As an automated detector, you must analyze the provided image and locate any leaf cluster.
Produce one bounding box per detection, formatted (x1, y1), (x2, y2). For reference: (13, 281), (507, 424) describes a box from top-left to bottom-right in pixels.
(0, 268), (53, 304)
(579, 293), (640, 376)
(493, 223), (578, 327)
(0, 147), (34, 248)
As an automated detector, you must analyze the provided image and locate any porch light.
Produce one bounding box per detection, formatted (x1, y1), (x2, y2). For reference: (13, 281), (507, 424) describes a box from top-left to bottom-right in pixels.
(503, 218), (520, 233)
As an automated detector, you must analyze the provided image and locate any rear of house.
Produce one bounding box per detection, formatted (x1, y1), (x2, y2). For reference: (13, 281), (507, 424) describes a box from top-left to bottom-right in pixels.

• _EXERCISE_
Copy the rows from the line with "rear of house." up to and including the last line of the rows, substituting "bounding rectangle" for "bounding box" and changing nothing else.

• _ANSWER IN FULL_
As an automated detector, you must analyze the provided image and locate any rear of house.
Produce one bounding rectangle per detection, formatted (x1, y1), (x2, y2). For reference: (13, 281), (507, 424) describes a box from top-left to bottom-right in pixels.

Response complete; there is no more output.